:: Stored rows ::

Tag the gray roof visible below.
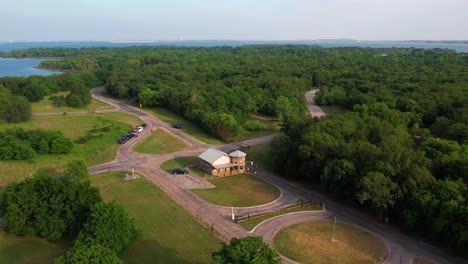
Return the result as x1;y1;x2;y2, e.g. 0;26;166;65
198;148;228;164
229;150;247;158
213;163;242;169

:: What to work on ::
Lay out the data above as a Markdown table with the columns Row and Line, giving each line its own numbered row and skipping blank lines. Leave the pictures out of the table.

:: Written solution ::
| Row | Line |
|---|---|
| 1 | Tag the gray roof visible below. |
| 2 | Return the result as x1;y1;x2;y2, e.g. 0;26;166;65 |
| 3 | 198;148;228;164 |
| 4 | 229;150;247;158 |
| 5 | 213;163;242;169 |